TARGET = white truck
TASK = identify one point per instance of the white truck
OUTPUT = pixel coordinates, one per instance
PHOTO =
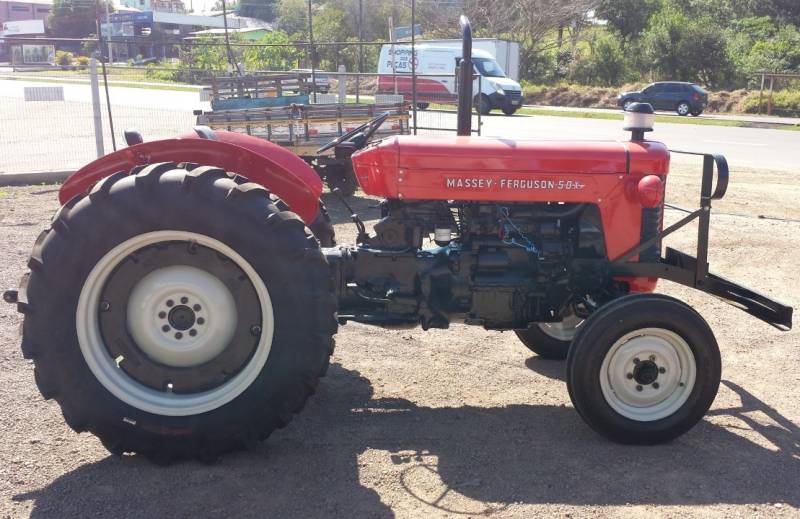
(436, 62)
(505, 52)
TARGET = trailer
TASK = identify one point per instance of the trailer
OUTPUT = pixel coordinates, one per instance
(276, 107)
(304, 128)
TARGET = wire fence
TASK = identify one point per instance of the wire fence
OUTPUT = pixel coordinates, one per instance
(159, 89)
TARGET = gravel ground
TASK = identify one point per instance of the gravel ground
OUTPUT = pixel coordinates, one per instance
(450, 423)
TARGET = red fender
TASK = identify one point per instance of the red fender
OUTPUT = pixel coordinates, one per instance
(276, 168)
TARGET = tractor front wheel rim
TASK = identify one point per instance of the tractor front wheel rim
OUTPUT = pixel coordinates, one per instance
(648, 374)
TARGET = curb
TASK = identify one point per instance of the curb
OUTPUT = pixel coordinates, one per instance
(26, 179)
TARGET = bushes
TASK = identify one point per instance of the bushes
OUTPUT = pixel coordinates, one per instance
(64, 59)
(783, 102)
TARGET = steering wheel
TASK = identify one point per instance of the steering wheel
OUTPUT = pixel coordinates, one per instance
(370, 126)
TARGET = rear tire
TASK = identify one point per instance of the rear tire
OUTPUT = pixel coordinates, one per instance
(241, 272)
(643, 369)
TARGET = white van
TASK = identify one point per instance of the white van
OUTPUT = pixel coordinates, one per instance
(436, 82)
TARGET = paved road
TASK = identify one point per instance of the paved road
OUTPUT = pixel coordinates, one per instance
(159, 113)
(747, 147)
(766, 119)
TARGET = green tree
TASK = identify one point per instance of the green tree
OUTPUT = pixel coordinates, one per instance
(684, 48)
(628, 17)
(272, 58)
(605, 63)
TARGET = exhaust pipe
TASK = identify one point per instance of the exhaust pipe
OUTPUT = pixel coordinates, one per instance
(465, 79)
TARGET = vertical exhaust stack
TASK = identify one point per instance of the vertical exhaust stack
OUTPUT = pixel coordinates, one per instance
(465, 79)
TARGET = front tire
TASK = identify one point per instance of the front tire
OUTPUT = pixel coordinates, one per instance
(643, 369)
(175, 333)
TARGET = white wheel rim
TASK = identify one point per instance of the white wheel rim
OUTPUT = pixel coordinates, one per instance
(624, 387)
(168, 289)
(146, 296)
(563, 331)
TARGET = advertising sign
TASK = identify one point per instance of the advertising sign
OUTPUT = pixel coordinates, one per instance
(20, 27)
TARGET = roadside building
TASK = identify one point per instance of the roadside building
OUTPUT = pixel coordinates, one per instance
(13, 11)
(154, 34)
(26, 19)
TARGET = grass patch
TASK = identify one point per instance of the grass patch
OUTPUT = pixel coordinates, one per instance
(113, 82)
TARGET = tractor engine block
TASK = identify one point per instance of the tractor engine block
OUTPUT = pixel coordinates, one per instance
(500, 265)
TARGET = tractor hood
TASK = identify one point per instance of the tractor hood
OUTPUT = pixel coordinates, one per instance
(480, 168)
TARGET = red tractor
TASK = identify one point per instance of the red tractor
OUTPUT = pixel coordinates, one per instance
(183, 302)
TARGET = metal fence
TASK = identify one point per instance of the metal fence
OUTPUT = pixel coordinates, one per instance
(160, 98)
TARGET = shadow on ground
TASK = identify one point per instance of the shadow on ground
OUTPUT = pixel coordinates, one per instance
(492, 456)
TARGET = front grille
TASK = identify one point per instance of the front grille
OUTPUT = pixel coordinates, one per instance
(651, 226)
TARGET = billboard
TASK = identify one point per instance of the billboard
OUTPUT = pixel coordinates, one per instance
(20, 27)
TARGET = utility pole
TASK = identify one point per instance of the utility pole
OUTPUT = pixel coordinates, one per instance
(313, 54)
(108, 41)
(231, 58)
(360, 48)
(413, 64)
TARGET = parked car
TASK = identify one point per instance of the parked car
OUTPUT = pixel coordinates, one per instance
(684, 98)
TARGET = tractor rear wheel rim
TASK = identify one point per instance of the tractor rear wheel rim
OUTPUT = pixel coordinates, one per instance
(648, 374)
(200, 302)
(563, 331)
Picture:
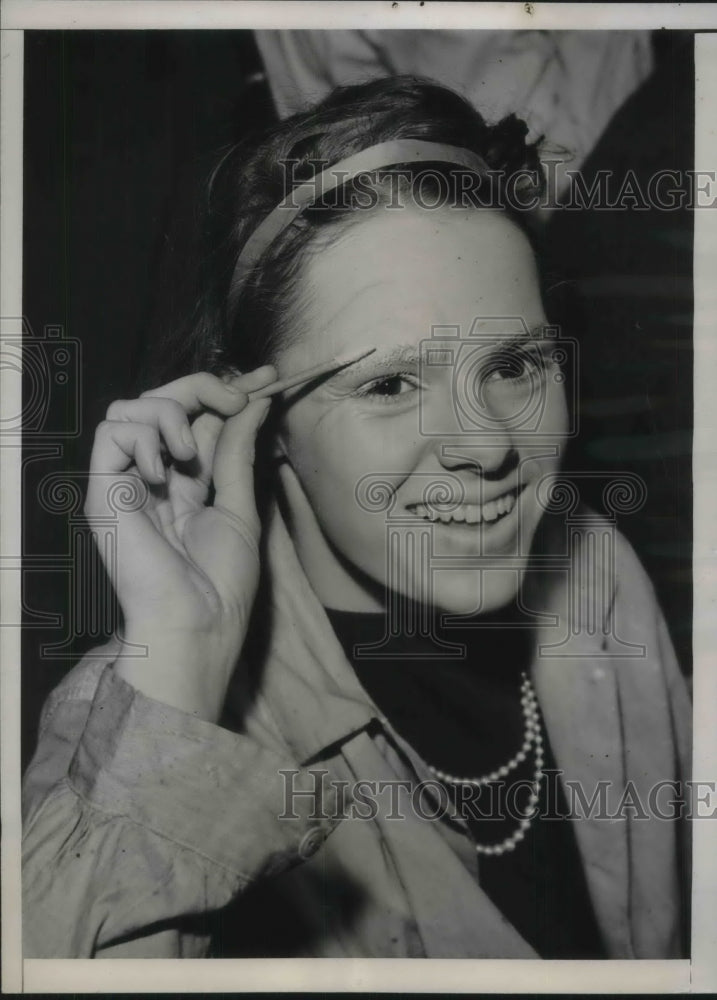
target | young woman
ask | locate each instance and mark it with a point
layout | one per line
(376, 693)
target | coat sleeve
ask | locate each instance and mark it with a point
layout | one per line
(139, 820)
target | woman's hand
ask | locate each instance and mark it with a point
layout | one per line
(185, 574)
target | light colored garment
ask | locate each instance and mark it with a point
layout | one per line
(566, 85)
(139, 819)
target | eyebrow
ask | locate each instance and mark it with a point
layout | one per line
(407, 354)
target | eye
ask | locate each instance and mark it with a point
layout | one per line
(389, 387)
(514, 366)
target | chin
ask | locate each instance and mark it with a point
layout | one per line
(472, 592)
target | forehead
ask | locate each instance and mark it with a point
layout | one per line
(407, 269)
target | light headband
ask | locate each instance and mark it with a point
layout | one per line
(384, 154)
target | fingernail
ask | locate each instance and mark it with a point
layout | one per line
(265, 414)
(188, 438)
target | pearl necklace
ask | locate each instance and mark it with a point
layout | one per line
(532, 738)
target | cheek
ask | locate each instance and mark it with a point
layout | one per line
(332, 453)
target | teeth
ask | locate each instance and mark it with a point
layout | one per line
(490, 510)
(466, 513)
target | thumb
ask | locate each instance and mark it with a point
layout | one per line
(234, 458)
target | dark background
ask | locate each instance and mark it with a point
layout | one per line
(120, 129)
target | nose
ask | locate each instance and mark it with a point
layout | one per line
(494, 460)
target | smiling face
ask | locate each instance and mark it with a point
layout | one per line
(414, 471)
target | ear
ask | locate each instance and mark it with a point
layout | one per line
(278, 448)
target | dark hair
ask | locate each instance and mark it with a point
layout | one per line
(243, 330)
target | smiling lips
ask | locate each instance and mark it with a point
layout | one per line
(467, 513)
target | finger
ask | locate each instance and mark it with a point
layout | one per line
(234, 459)
(205, 391)
(251, 381)
(119, 446)
(165, 415)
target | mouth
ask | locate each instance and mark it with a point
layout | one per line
(468, 513)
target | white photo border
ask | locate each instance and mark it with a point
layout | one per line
(698, 975)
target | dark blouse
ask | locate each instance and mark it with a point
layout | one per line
(463, 716)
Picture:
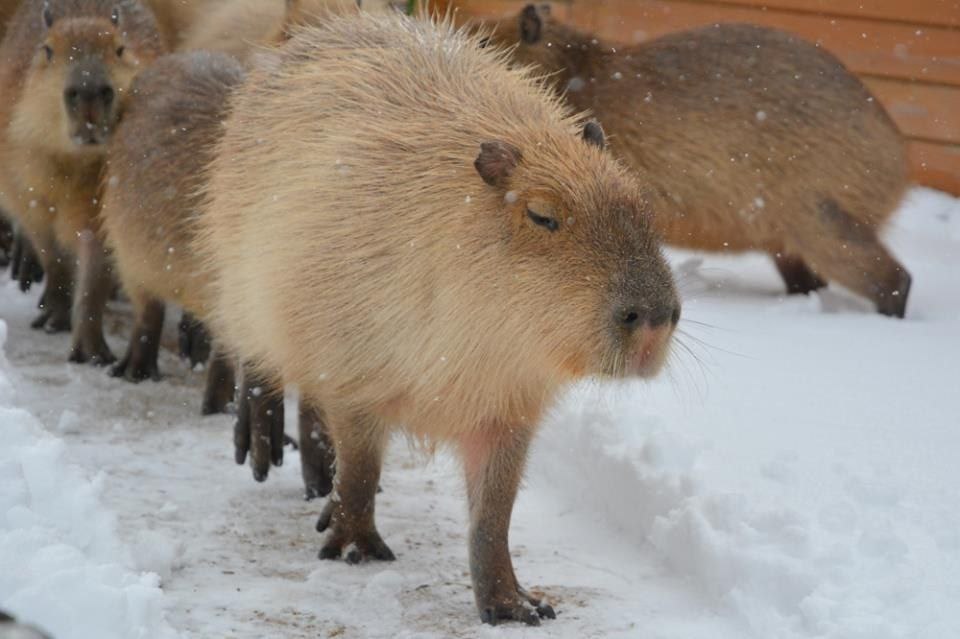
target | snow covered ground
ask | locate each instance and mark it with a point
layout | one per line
(795, 476)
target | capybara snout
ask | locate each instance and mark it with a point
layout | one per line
(89, 99)
(586, 227)
(87, 58)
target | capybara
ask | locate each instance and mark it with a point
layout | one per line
(241, 27)
(175, 18)
(753, 138)
(150, 198)
(65, 69)
(440, 245)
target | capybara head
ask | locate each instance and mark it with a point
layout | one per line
(80, 75)
(583, 246)
(538, 38)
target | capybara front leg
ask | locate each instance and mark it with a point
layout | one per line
(193, 340)
(259, 427)
(55, 306)
(93, 288)
(797, 276)
(25, 267)
(348, 517)
(140, 361)
(494, 463)
(220, 389)
(316, 451)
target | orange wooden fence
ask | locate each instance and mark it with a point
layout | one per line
(907, 52)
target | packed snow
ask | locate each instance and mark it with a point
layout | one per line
(793, 474)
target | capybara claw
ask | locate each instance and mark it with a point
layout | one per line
(525, 608)
(370, 547)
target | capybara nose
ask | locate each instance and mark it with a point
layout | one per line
(88, 97)
(631, 318)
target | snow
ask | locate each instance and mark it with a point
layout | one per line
(792, 475)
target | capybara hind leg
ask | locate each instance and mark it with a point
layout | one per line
(797, 276)
(348, 517)
(494, 464)
(221, 385)
(316, 451)
(55, 306)
(25, 267)
(93, 288)
(850, 252)
(140, 361)
(259, 427)
(194, 340)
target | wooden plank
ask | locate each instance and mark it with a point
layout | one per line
(878, 48)
(945, 13)
(921, 111)
(936, 165)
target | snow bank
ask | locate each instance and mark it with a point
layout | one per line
(841, 570)
(62, 567)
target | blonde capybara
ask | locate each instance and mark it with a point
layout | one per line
(753, 138)
(463, 250)
(65, 69)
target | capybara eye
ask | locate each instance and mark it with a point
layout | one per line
(541, 220)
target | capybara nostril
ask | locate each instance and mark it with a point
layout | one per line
(106, 95)
(71, 97)
(630, 318)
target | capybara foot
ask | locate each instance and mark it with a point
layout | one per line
(52, 320)
(135, 369)
(259, 427)
(797, 276)
(894, 303)
(516, 606)
(355, 545)
(194, 340)
(91, 351)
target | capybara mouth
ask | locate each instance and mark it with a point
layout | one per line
(643, 356)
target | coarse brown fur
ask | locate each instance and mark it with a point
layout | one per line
(56, 63)
(754, 139)
(461, 253)
(242, 27)
(151, 195)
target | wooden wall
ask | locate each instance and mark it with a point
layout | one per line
(907, 52)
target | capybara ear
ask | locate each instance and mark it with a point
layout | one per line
(46, 14)
(531, 24)
(593, 134)
(497, 161)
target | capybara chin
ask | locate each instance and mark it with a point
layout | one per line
(65, 69)
(753, 138)
(440, 245)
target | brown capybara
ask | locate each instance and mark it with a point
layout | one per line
(150, 201)
(753, 138)
(241, 27)
(440, 246)
(65, 69)
(150, 197)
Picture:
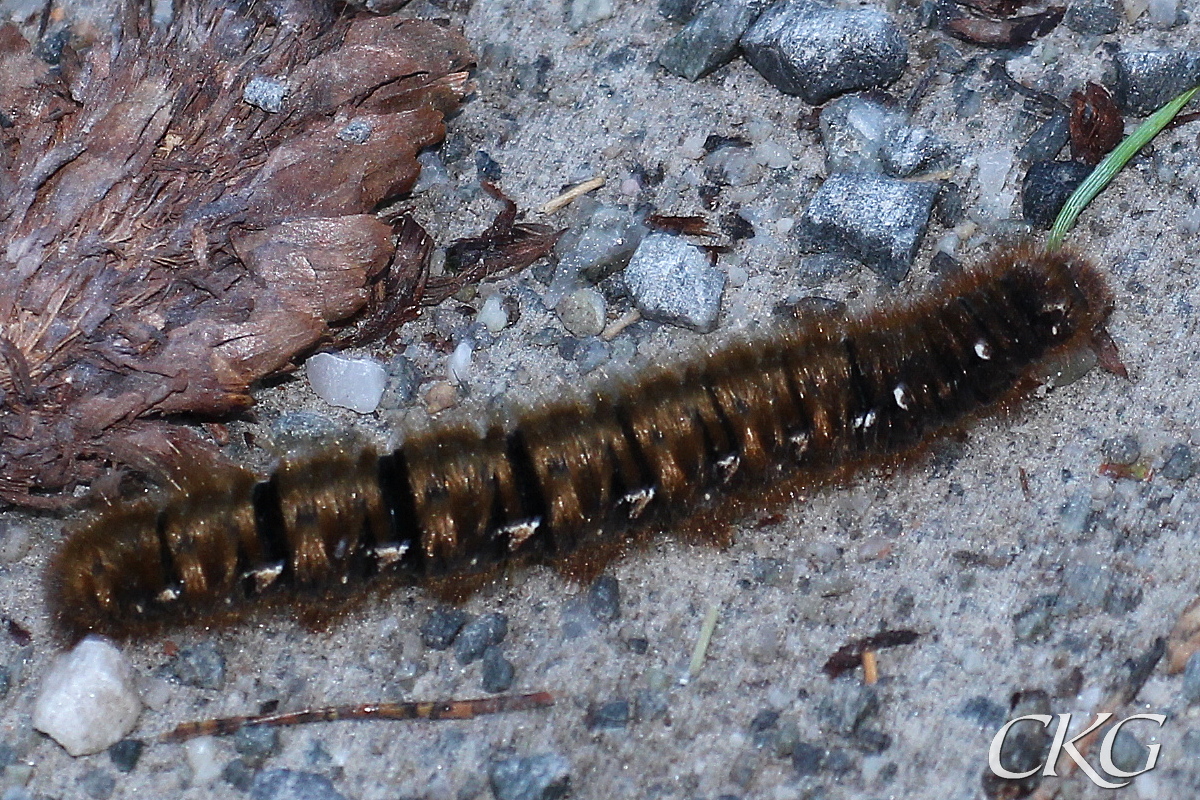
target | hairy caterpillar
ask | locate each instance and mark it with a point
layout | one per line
(814, 402)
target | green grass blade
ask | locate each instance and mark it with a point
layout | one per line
(1111, 164)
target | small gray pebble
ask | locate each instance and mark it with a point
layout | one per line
(1047, 186)
(1092, 17)
(97, 783)
(613, 714)
(256, 744)
(1128, 755)
(877, 220)
(1180, 464)
(239, 775)
(292, 785)
(125, 755)
(1149, 79)
(604, 599)
(1121, 450)
(497, 671)
(477, 635)
(807, 758)
(202, 666)
(673, 281)
(442, 626)
(711, 38)
(533, 777)
(1036, 620)
(810, 49)
(1192, 680)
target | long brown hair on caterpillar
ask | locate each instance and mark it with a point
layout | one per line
(814, 402)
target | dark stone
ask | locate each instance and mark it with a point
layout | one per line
(1149, 79)
(1092, 16)
(1192, 680)
(1180, 464)
(1036, 620)
(613, 714)
(534, 777)
(97, 783)
(1048, 139)
(807, 48)
(486, 167)
(239, 775)
(880, 221)
(125, 755)
(292, 785)
(1121, 450)
(497, 671)
(604, 599)
(478, 635)
(678, 10)
(711, 38)
(1024, 750)
(807, 758)
(202, 666)
(439, 630)
(1047, 186)
(257, 743)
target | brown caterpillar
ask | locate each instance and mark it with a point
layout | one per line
(814, 402)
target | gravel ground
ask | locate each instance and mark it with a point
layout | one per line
(964, 547)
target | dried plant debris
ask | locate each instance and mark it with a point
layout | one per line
(1012, 31)
(168, 241)
(850, 655)
(1096, 124)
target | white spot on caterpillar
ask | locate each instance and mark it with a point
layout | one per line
(639, 500)
(388, 554)
(265, 576)
(520, 533)
(729, 465)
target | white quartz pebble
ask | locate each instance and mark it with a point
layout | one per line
(88, 699)
(349, 383)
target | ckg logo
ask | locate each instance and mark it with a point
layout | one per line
(1065, 746)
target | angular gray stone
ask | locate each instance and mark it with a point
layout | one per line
(675, 282)
(711, 38)
(880, 221)
(1092, 16)
(804, 47)
(535, 777)
(1149, 79)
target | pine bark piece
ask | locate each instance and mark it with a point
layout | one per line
(166, 244)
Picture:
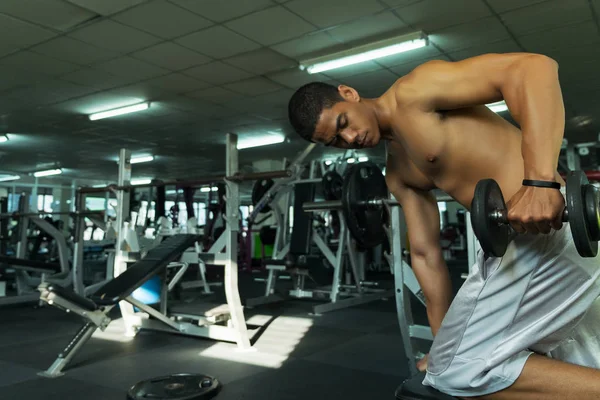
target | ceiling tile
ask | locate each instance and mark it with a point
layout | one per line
(547, 15)
(111, 35)
(288, 26)
(585, 33)
(369, 27)
(29, 61)
(501, 6)
(218, 42)
(106, 7)
(470, 34)
(55, 14)
(504, 46)
(409, 56)
(351, 70)
(294, 78)
(332, 12)
(219, 11)
(178, 83)
(162, 19)
(15, 34)
(308, 46)
(131, 67)
(97, 78)
(215, 95)
(261, 61)
(217, 73)
(75, 51)
(431, 15)
(171, 56)
(406, 68)
(253, 87)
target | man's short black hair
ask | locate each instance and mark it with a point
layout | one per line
(306, 106)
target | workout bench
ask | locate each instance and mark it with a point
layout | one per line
(95, 310)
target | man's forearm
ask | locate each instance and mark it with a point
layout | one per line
(534, 98)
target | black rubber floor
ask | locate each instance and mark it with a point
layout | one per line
(349, 354)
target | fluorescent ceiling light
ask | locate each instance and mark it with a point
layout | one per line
(498, 106)
(119, 111)
(48, 172)
(141, 181)
(260, 140)
(371, 51)
(140, 159)
(6, 178)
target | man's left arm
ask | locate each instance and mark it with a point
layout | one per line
(530, 86)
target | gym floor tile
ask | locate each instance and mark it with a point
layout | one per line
(59, 389)
(375, 352)
(185, 358)
(354, 320)
(11, 374)
(300, 379)
(41, 354)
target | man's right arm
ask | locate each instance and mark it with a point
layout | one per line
(423, 223)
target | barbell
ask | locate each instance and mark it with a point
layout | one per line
(364, 194)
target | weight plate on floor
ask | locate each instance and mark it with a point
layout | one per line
(364, 182)
(259, 189)
(492, 236)
(176, 387)
(577, 184)
(332, 184)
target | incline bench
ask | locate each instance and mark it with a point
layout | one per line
(95, 310)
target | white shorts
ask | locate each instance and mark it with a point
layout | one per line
(540, 297)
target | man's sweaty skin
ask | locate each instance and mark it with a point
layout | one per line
(441, 135)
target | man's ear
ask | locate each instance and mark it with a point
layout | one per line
(348, 93)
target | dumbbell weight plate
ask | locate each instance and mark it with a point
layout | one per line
(492, 236)
(577, 185)
(362, 182)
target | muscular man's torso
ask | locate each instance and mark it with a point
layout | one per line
(456, 150)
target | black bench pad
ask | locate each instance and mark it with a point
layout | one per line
(137, 274)
(413, 389)
(73, 297)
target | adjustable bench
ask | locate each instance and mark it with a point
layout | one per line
(95, 310)
(413, 389)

────────

## Exercise requirements
Only the lines from the one containing "target | workout bench" through the end of the material should be reproduced, exactly, with both ends included.

## Task answer
target | workout bench
ask | locate each instance and mark it with a point
layout | one per line
(95, 310)
target | man's forearm
ask | locate each instance and mark it with a point
layout | one per line
(534, 98)
target | black rubber floor
ask | locate each instance and mark it with a point
layout | one per line
(349, 354)
target | fluorescent ceiling light
ask | locate each instance and mark it with a point
layout | one per line
(498, 106)
(119, 111)
(48, 172)
(141, 181)
(260, 140)
(371, 51)
(140, 159)
(6, 178)
target | man's left arm
ask | locate each instance and mark it with a point
layout | one per line
(530, 86)
target | gym floor tile
ask | locate each instance and mark it with a point
layout | one per line
(59, 389)
(375, 352)
(185, 358)
(354, 320)
(11, 374)
(300, 379)
(41, 354)
target | man's right arm
ask | locate each instance and mark it with a point
layout | one per line
(423, 223)
target | barbell
ask | locate each instance and mark it with a point
layout | one per line
(364, 194)
target | weight plate on floor
ask | locate each instance and mark it with a point
layout | one per line
(364, 182)
(259, 189)
(492, 236)
(176, 387)
(577, 184)
(332, 184)
target | incline bench
ask | locate each instance and mark it with a point
layout | one per line
(95, 310)
target | white shorts
ask | locate each instance and mark it with a point
layout | one per line
(540, 297)
target | man's sweaty skin
ask | locate each instance and mark it with a point
layout | one per line
(441, 135)
target | man's ear
ask | locate each instance and mark it with a point
layout | one per line
(348, 93)
target | dumbbell weight plate
ask | locate each instance and mark it with a point
layout | one per line
(492, 236)
(577, 185)
(362, 182)
target | muscular man's torso
ask | locate each instance and mark it with a point
layout | one per line
(456, 150)
target | black bench pad
ask | locate each instance and mark it with a point
layout | one per line
(137, 274)
(413, 389)
(73, 297)
target | adjustable bench
ask | locate each instance and mark it with a point
layout | one per line
(95, 310)
(413, 389)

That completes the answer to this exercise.